### Exercise a
Which lines of the records contain the string "tiled"? Gather every one of them, treating uppercase and lowercase as different.

### Document
■ ■ ■
EX-10.23 11 key-123118x10kexx1023.htm EXHIBIT 10.23 Exhibit


EXHIBIT 10.23

FIRST AMENDMENT
TO THE KEYCORP
EXCESS CASH BALANCE PENSION PLAN
WHEREAS, KeyCorp has established the KeyCorp Excess Cash Balance Pension Plan (the “Plan”), and
WHEREAS, the Board of Directors of KeyCorp has authorized its Compensation and Organization Committee to permit amendments to the Plan, and
WHEREAS, the Compensation and Organization Committee of the Board of Directors of KeyCorp has determined it desirable to amend the Plan and has accordingly authorized the execution of this First Amendment,
NOW, THEREFORE, pursuant to such action of the Compensation Committee, the Plan is hereby amended as follows:
 
 
1.
Article III, Section 3.1 shall be amended to delete it in its entirety and to substitute therefore the following:
“3.1 Eligibility. Subject to the provisions of Article V hereof, a Participant shall be eligible for an Excess Pension Benefit hereunder if the Participant (i) terminates employment with an Employer on or after age 55 with five or more years of Credited Service, (ii) terminates his or her active employment with an Employer upon becoming Disabled after completing five or more years of Credited Service and disability benefits have ceased under the KeyCorp Long-Term Disability Plan due to the Participant’s election of an Early or Normal Retirement under the Pension Plan, or (iii) dies after completing five years of Credited Service, and has a Beneficiary who is eligible for a benefit under the Pension Plan.”
 
 
2.
Article IV, Section 4.1 shall be amended to add the following new paragraph at the end of such Section:
“Notwithstanding the foregoing provisions of this Section 4.1, however, in the event of the Participant’s termination, Retirement or Disability and within twelve months of such termination, Retirement, or Disability date the Participant engages in any Harmful Activity, such Participant’s distribution election (if other than a lump sum distribution) shall become null and void, and the Participant shall receive an immediate lump sum distribution of his or her vested Excess Pension Benefit.
■ ■ ■
### Items
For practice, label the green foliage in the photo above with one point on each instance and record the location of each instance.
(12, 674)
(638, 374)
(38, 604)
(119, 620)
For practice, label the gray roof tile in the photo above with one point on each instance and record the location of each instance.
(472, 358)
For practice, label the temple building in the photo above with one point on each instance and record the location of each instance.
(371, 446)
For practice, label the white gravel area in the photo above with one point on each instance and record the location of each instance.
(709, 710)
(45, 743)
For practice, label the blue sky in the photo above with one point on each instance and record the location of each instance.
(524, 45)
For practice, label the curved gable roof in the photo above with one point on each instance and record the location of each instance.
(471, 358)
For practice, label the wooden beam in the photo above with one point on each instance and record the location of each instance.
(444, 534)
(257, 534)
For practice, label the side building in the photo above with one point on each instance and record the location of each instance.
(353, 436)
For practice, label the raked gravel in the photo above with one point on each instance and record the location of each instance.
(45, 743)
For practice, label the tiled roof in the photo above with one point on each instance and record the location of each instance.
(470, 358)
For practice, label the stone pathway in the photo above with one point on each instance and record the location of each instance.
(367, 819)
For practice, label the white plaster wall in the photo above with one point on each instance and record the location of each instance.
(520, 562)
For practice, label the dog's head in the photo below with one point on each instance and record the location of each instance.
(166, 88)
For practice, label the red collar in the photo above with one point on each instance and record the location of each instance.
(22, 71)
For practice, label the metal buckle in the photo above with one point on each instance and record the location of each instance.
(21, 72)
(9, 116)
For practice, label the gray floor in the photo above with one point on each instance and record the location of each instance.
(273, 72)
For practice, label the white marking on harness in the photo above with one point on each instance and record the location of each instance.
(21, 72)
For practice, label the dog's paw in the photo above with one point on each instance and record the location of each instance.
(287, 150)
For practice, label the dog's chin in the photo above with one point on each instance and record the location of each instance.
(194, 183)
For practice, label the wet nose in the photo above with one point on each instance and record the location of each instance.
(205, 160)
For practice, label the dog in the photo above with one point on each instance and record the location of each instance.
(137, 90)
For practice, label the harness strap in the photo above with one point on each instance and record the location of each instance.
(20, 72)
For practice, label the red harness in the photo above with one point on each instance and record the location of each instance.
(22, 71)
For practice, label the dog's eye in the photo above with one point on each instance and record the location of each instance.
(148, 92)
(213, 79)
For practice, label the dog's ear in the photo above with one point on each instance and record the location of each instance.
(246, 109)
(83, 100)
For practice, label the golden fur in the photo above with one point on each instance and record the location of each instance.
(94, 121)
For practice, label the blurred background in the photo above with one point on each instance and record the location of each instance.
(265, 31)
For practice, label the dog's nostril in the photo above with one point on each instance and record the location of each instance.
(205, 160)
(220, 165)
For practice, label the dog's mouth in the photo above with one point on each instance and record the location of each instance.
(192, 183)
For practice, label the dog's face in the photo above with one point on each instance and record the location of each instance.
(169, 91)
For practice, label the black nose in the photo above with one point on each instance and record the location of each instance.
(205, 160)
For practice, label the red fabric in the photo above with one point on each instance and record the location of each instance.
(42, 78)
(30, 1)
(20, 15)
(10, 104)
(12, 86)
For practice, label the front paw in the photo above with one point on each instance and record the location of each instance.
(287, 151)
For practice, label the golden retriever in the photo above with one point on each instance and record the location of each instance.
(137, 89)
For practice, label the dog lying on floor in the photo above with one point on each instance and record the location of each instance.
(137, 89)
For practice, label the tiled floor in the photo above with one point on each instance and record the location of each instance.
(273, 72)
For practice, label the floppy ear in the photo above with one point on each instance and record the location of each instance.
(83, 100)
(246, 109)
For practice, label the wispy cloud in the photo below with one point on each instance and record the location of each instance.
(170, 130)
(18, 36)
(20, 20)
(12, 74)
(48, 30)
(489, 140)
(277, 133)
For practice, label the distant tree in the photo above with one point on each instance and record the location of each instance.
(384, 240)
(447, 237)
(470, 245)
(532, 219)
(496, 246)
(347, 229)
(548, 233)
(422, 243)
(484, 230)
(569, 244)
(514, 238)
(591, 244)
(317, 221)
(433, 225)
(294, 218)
■ ■ ■
### Exercise b
Could you resume the pension plan amendment, picking up right after its final sentence?

### Answer a
For practice, label the tiled roof in the photo above with one point on each instance and record the location of each instance.
For practice, label the tiled floor in the photo above with one point on each instance and record the location of each instance.

### Answer b
For purposes of this Section 4.1, a “Harmful Activity” shall have occurred if the Participant shall do any one or more of the following:
 
 
(i)
Use, publish, sell, trade or otherwise disclose Non-Public Information of KeyCorp unless such prohibited activity was inadvertent, done in good faith and did not cause significant harm to KeyCorp.
 
 
(ii)
After notice from KeyCorp, fail to return to KeyCorp any document, data, or thing in his or her possession or to which the Participant has access that may involve Non-Public Information of KeyCorp.
 
 
(iii)
After notice from KeyCorp, fail to assign to KeyCorp all right, title, and interest in and to any confidential or non-confidential Intellectual Property which the Participant created, in whole or in part, during employment with KeyCorp, including, without limitation, copyrights, trademarks, service marks, and patents in or to (or associated with) such Intellectual Property.
 





 
(iv)
After notice from KeyCorp, fail to agree to do any acts and sign any document reasonably requested by KeyCorp to assign and convey all right, title, and interest in and to any confidential or non-confidential Intellectual Property which the Participant created, in whole or in part, during employment with KeyCorp, including, without limitation, the signing of patent applications and assignments thereof.
 
(v)
Upon the Participant’s own behalf or upon behalf of any other person or entity that competes or plans to compete with KeyCorp, solicit or entice for employment or hire any KeyCorp employee.
 
 
(vi)
Upon the Participant’s own behalf or upon behalf of any other person or entity that competes or plans to compete with KeyCorp, call upon, solicit, or do business with (other than business which does not compete with any business conducted by KeyCorp) any KeyCorp customer the Participant called upon, solicited, interacted with, or became acquainted with, or learned of through access to information (whether or not such information is or was non-public) while the Participant was employed at KeyCorp unless such prohibited activity was inadvertent, done in good faith, and did not involve a customer whom the Participant should have reasonably known was a customer of KeyCorp.
 
 
(vii)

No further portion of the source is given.